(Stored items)
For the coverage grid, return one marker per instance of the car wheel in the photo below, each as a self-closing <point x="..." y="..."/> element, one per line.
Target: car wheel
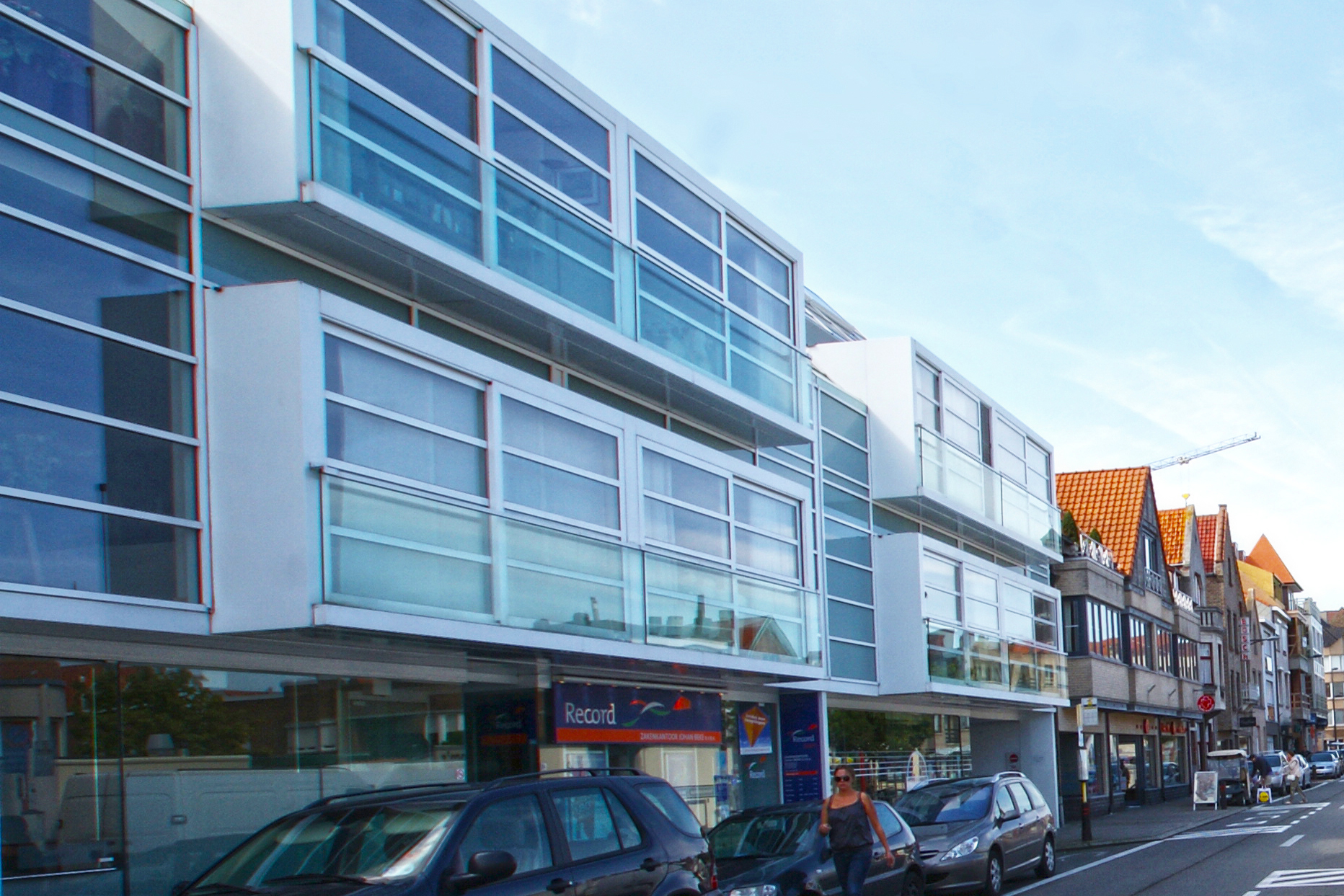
<point x="995" y="876"/>
<point x="1046" y="868"/>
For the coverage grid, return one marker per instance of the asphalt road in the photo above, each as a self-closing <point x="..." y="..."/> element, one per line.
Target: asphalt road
<point x="1272" y="851"/>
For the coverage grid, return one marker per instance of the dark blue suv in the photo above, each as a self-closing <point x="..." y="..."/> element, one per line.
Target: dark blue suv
<point x="592" y="832"/>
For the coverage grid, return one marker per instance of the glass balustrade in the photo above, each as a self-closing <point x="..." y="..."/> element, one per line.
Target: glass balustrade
<point x="971" y="659"/>
<point x="389" y="550"/>
<point x="401" y="166"/>
<point x="973" y="487"/>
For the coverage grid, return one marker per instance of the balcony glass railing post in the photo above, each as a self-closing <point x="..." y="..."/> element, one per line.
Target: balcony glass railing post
<point x="401" y="552"/>
<point x="401" y="166"/>
<point x="978" y="488"/>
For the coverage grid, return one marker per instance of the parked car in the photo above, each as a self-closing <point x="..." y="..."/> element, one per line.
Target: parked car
<point x="975" y="833"/>
<point x="777" y="851"/>
<point x="598" y="832"/>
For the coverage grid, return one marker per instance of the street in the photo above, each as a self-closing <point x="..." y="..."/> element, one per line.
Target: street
<point x="1294" y="851"/>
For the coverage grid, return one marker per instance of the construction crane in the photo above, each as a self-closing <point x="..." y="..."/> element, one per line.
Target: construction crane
<point x="1208" y="449"/>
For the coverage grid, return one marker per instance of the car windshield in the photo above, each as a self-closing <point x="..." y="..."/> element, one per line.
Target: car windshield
<point x="761" y="836"/>
<point x="362" y="844"/>
<point x="945" y="804"/>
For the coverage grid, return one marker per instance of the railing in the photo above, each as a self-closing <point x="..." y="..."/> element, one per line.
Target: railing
<point x="379" y="155"/>
<point x="958" y="656"/>
<point x="976" y="488"/>
<point x="399" y="552"/>
<point x="1096" y="551"/>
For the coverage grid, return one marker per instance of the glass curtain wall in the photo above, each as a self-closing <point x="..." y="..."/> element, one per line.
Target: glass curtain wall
<point x="847" y="527"/>
<point x="97" y="355"/>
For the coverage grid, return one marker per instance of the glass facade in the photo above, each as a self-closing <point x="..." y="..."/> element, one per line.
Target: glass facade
<point x="99" y="443"/>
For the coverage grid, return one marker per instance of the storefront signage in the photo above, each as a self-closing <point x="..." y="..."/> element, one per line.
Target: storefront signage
<point x="754" y="735"/>
<point x="800" y="746"/>
<point x="606" y="715"/>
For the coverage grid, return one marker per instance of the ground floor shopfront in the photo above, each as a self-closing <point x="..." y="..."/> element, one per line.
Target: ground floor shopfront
<point x="1133" y="759"/>
<point x="131" y="768"/>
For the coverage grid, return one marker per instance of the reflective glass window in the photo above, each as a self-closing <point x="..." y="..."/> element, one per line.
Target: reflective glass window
<point x="676" y="200"/>
<point x="676" y="246"/>
<point x="394" y="448"/>
<point x="358" y="43"/>
<point x="557" y="438"/>
<point x="121" y="30"/>
<point x="375" y="378"/>
<point x="58" y="547"/>
<point x="555" y="249"/>
<point x="90" y="96"/>
<point x="56" y="454"/>
<point x="552" y="164"/>
<point x="90" y="205"/>
<point x="543" y="105"/>
<point x="428" y="30"/>
<point x="849" y="621"/>
<point x="844" y="421"/>
<point x="63" y="275"/>
<point x="430" y="182"/>
<point x="62" y="365"/>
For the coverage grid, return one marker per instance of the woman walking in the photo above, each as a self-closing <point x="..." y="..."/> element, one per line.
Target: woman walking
<point x="849" y="820"/>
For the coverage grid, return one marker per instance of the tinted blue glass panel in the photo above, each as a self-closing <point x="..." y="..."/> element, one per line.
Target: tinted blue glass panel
<point x="760" y="303"/>
<point x="756" y="261"/>
<point x="74" y="89"/>
<point x="362" y="46"/>
<point x="66" y="367"/>
<point x="542" y="262"/>
<point x="526" y="93"/>
<point x="547" y="161"/>
<point x="428" y="30"/>
<point x="676" y="246"/>
<point x="84" y="202"/>
<point x="65" y="549"/>
<point x="57" y="454"/>
<point x="121" y="30"/>
<point x="79" y="281"/>
<point x="675" y="199"/>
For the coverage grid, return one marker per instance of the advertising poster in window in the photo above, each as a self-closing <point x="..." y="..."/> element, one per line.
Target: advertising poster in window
<point x="611" y="715"/>
<point x="754" y="735"/>
<point x="800" y="746"/>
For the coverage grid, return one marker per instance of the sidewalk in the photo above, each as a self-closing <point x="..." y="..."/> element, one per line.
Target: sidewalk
<point x="1154" y="821"/>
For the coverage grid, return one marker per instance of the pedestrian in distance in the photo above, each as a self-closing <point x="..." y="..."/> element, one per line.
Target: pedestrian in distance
<point x="851" y="821"/>
<point x="1294" y="778"/>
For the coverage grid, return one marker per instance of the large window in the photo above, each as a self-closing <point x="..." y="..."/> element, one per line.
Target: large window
<point x="110" y="68"/>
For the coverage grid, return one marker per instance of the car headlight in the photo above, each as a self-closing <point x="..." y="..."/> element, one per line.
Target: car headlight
<point x="963" y="849"/>
<point x="760" y="890"/>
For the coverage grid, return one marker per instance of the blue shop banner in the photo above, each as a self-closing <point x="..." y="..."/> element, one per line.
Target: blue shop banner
<point x="800" y="746"/>
<point x="605" y="714"/>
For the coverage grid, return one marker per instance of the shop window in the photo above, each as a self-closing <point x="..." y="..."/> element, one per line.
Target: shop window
<point x="515" y="827"/>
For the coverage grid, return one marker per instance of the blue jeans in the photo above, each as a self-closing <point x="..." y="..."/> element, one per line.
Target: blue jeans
<point x="852" y="868"/>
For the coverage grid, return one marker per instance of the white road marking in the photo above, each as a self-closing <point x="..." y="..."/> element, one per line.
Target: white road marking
<point x="1304" y="877"/>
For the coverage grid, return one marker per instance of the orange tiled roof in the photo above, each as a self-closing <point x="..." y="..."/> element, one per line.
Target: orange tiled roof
<point x="1110" y="502"/>
<point x="1172" y="525"/>
<point x="1266" y="558"/>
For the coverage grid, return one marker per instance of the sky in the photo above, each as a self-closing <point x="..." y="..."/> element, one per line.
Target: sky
<point x="1121" y="221"/>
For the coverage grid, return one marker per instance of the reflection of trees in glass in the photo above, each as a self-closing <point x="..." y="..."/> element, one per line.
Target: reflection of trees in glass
<point x="155" y="701"/>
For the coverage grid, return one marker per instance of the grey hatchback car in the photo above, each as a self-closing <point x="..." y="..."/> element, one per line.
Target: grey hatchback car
<point x="975" y="833"/>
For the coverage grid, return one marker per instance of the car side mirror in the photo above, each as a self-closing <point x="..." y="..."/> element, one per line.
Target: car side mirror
<point x="482" y="868"/>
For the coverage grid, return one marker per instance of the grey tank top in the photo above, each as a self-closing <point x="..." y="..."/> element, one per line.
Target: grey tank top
<point x="849" y="827"/>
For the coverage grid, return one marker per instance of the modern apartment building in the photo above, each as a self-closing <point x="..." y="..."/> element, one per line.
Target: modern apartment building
<point x="381" y="406"/>
<point x="1136" y="642"/>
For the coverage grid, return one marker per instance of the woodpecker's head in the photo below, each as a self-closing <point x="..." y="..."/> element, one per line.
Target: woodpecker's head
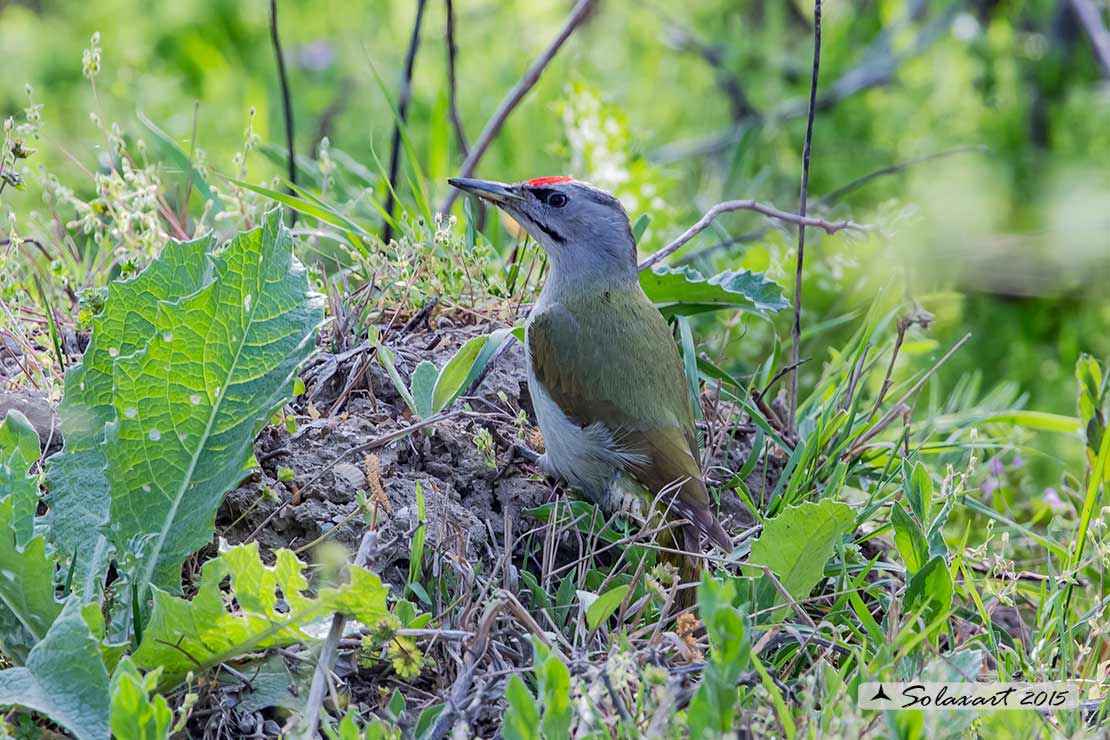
<point x="585" y="231"/>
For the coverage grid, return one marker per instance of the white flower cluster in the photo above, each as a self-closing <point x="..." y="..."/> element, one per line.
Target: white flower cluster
<point x="601" y="150"/>
<point x="90" y="58"/>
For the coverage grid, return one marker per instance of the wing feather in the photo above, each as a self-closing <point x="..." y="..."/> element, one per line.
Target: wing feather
<point x="615" y="362"/>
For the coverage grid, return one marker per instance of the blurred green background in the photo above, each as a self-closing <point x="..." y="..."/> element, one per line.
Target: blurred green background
<point x="678" y="105"/>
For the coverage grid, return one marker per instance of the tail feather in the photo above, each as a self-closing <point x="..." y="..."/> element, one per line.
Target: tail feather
<point x="707" y="525"/>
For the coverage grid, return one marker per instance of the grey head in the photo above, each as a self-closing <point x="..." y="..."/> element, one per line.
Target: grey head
<point x="584" y="230"/>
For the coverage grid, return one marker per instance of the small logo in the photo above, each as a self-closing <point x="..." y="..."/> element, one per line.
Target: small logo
<point x="969" y="696"/>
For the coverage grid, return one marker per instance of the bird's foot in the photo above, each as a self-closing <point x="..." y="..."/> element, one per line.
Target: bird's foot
<point x="626" y="498"/>
<point x="526" y="454"/>
<point x="518" y="453"/>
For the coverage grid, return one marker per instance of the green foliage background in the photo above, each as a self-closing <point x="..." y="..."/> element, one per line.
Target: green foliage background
<point x="1019" y="231"/>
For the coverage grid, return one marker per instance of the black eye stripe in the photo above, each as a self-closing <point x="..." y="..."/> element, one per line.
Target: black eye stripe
<point x="547" y="230"/>
<point x="545" y="195"/>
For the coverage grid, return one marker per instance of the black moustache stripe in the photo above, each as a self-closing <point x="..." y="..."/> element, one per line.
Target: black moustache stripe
<point x="547" y="230"/>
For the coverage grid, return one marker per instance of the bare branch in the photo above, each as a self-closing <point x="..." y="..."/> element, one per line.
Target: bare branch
<point x="330" y="649"/>
<point x="1091" y="20"/>
<point x="403" y="97"/>
<point x="516" y="94"/>
<point x="896" y="169"/>
<point x="452" y="83"/>
<point x="286" y="102"/>
<point x="878" y="68"/>
<point x="769" y="211"/>
<point x="791" y="399"/>
<point x="462" y="685"/>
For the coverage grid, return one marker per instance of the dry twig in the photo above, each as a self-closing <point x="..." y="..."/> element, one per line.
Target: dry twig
<point x="330" y="649"/>
<point x="286" y="102"/>
<point x="406" y="88"/>
<point x="769" y="211"/>
<point x="791" y="396"/>
<point x="516" y="94"/>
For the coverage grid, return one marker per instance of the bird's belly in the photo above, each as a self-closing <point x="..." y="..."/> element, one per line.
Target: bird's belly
<point x="585" y="457"/>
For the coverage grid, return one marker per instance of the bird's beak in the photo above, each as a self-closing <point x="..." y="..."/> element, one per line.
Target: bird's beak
<point x="494" y="192"/>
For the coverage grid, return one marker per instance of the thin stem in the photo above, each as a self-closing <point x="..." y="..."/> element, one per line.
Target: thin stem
<point x="769" y="211"/>
<point x="516" y="94"/>
<point x="452" y="83"/>
<point x="403" y="98"/>
<point x="796" y="333"/>
<point x="1091" y="20"/>
<point x="285" y="100"/>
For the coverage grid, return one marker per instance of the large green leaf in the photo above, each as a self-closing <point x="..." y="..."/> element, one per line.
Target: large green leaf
<point x="798" y="543"/>
<point x="683" y="291"/>
<point x="63" y="679"/>
<point x="931" y="588"/>
<point x="27" y="590"/>
<point x="908" y="539"/>
<point x="19" y="449"/>
<point x="189" y="403"/>
<point x="464" y="366"/>
<point x="137" y="711"/>
<point x="602" y="607"/>
<point x="78" y="487"/>
<point x="185" y="635"/>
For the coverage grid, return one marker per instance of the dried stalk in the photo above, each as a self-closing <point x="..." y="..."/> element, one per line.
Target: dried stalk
<point x="769" y="211"/>
<point x="516" y="94"/>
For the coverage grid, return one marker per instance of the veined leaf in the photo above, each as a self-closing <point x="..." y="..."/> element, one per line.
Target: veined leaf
<point x="27" y="590"/>
<point x="464" y="366"/>
<point x="424" y="378"/>
<point x="184" y="635"/>
<point x="797" y="543"/>
<point x="602" y="607"/>
<point x="908" y="539"/>
<point x="78" y="487"/>
<point x="684" y="291"/>
<point x="137" y="711"/>
<point x="522" y="719"/>
<point x="931" y="588"/>
<point x="63" y="679"/>
<point x="19" y="449"/>
<point x="188" y="404"/>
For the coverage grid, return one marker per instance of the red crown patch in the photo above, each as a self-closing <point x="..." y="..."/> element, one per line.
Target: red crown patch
<point x="548" y="181"/>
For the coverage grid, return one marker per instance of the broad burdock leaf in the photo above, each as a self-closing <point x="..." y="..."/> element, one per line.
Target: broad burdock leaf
<point x="137" y="711"/>
<point x="684" y="291"/>
<point x="797" y="543"/>
<point x="64" y="678"/>
<point x="27" y="589"/>
<point x="185" y="635"/>
<point x="19" y="449"/>
<point x="189" y="403"/>
<point x="77" y="483"/>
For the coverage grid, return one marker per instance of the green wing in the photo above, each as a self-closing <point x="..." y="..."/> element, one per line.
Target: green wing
<point x="612" y="360"/>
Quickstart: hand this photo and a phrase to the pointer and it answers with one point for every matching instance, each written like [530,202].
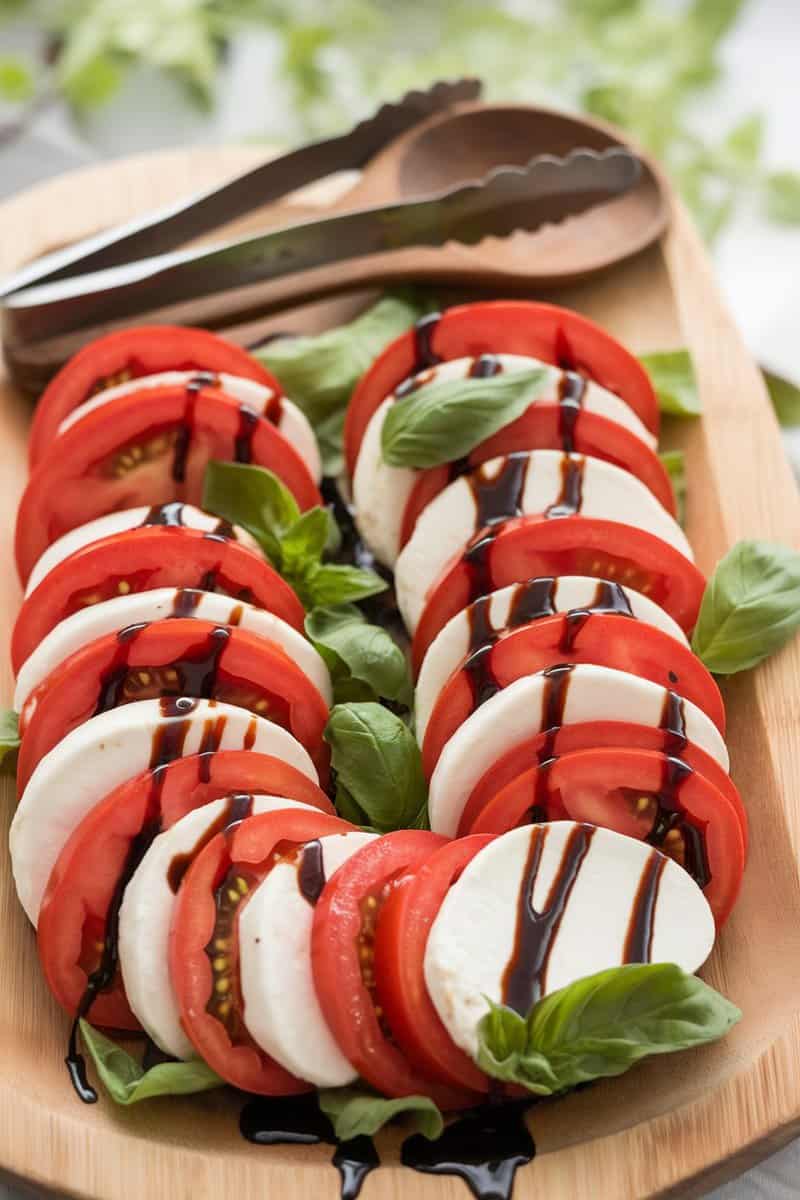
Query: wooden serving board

- The task
Repeat, exactly as they stand above, the lines from the line with "Target: bird's beak" to the line with "of the veined", both lines included.

- Exercise answer
Target: bird's beak
<point x="494" y="192"/>
For the coverage grid, return one marker per instance of the thin stem in the photo above, each as a self-closing <point x="..." y="..."/> element, one per line.
Target: thin stem
<point x="769" y="211"/>
<point x="516" y="94"/>
<point x="452" y="83"/>
<point x="403" y="98"/>
<point x="796" y="333"/>
<point x="1091" y="20"/>
<point x="285" y="100"/>
For the coverage grid, return one marker per instance of the large green leaf in the photo above, each as a self-closing <point x="..." y="..."/> element, one per line.
Target: large green leaf
<point x="798" y="543"/>
<point x="683" y="291"/>
<point x="63" y="679"/>
<point x="931" y="588"/>
<point x="27" y="590"/>
<point x="908" y="539"/>
<point x="19" y="449"/>
<point x="189" y="403"/>
<point x="464" y="366"/>
<point x="137" y="711"/>
<point x="602" y="607"/>
<point x="78" y="487"/>
<point x="185" y="635"/>
For the coverage grid, return one marker per instance of the dried stalk in the photo above, each as a self-closing <point x="..." y="..."/> element, one per line.
Target: dried stalk
<point x="769" y="211"/>
<point x="516" y="94"/>
For the coverage grid, return one marker per instance of the veined leaf in the photo above, each as a self-closing <point x="..." y="..."/> element, one per line.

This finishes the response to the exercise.